(TASK REQUIREMENTS)
Which lines in the items below contain the string "house", matching case? Select and copy each of those lines.

Point-based annotation data:
+ + + + + + +
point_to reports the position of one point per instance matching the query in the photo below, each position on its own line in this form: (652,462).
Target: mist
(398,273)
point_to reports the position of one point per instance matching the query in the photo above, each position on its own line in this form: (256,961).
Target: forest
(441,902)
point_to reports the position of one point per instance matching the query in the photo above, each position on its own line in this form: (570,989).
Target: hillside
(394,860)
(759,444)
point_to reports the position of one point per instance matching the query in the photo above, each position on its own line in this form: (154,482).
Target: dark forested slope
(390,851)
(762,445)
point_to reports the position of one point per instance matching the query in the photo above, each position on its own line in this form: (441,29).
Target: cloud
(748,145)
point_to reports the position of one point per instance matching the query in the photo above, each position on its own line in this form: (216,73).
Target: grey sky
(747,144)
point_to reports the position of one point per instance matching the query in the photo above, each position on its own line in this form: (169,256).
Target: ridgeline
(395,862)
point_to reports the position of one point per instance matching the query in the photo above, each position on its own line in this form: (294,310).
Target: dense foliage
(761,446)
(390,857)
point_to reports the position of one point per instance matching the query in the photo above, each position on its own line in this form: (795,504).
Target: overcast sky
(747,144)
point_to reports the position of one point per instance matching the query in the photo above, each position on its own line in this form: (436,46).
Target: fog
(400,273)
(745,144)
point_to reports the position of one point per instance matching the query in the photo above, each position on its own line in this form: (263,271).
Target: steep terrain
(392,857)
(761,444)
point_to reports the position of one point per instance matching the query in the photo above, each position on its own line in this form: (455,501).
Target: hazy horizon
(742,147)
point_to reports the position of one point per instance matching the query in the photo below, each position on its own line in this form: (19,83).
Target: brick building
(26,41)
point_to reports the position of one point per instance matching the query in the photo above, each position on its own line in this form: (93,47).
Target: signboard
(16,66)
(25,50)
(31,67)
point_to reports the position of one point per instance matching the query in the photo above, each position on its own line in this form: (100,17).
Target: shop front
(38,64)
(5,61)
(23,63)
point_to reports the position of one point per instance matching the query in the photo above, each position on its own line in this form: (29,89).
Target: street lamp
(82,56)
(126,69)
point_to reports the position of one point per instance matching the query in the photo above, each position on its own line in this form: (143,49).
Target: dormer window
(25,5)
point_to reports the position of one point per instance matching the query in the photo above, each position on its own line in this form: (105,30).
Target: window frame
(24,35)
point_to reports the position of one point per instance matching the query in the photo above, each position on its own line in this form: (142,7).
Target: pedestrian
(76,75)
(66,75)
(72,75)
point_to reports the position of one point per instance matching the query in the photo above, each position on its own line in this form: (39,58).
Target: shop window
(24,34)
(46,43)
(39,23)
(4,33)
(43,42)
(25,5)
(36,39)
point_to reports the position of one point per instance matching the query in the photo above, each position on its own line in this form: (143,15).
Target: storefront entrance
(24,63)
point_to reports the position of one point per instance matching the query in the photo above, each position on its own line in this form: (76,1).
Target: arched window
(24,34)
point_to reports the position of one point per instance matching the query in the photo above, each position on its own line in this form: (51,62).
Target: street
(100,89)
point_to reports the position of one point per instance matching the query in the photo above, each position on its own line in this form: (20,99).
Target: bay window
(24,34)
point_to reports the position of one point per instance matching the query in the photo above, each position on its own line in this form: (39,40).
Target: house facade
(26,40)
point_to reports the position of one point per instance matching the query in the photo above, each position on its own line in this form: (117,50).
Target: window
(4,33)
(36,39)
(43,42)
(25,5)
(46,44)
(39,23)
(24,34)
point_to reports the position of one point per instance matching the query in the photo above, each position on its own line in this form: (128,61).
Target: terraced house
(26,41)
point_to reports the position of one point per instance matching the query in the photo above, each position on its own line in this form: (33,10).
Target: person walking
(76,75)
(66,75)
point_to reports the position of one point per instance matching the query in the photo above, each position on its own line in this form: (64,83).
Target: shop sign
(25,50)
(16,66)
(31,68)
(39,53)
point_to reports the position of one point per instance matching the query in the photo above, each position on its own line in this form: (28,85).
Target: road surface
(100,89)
+ + + + + + +
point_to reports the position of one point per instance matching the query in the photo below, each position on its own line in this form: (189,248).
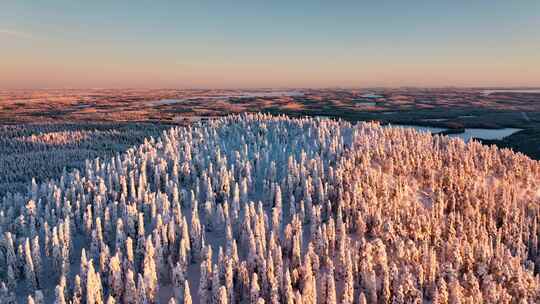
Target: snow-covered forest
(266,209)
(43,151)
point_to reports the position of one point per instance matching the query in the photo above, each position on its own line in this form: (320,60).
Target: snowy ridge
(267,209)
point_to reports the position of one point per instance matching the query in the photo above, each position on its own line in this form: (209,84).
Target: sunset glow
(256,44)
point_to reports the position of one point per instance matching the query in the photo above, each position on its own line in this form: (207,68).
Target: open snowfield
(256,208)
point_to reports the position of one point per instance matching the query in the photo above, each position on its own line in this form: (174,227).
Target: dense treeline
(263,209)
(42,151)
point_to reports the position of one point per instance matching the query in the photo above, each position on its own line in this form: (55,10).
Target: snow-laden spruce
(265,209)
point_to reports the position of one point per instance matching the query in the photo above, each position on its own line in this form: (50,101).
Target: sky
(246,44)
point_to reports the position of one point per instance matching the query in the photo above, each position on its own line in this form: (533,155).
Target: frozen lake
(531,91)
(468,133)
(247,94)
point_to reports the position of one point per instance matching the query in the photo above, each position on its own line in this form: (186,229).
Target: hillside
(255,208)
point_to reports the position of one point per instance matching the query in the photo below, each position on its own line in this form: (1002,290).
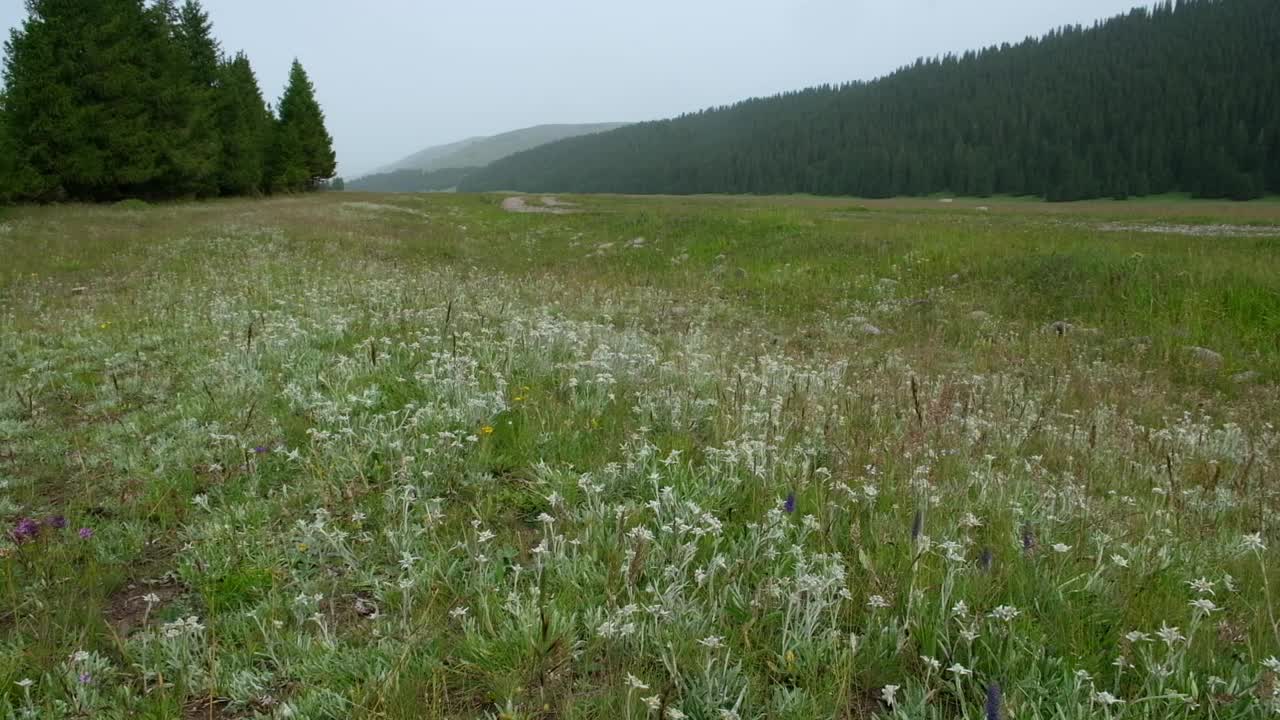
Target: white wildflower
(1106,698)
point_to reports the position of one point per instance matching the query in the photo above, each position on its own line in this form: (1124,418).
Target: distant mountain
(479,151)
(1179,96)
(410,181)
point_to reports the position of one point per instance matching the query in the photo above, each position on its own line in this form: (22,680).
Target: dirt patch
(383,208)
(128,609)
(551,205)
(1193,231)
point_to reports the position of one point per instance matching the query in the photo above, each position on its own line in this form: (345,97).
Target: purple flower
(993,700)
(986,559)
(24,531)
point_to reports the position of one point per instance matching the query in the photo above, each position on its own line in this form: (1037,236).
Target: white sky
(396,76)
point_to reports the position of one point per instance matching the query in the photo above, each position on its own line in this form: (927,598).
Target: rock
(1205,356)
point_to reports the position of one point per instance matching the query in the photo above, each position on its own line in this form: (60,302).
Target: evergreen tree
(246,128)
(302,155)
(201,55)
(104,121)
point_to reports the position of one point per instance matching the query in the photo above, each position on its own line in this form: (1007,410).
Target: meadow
+ + + + + + +
(OUTPUT FOR THIS EXERCISE)
Target: house facade
Target: terraced house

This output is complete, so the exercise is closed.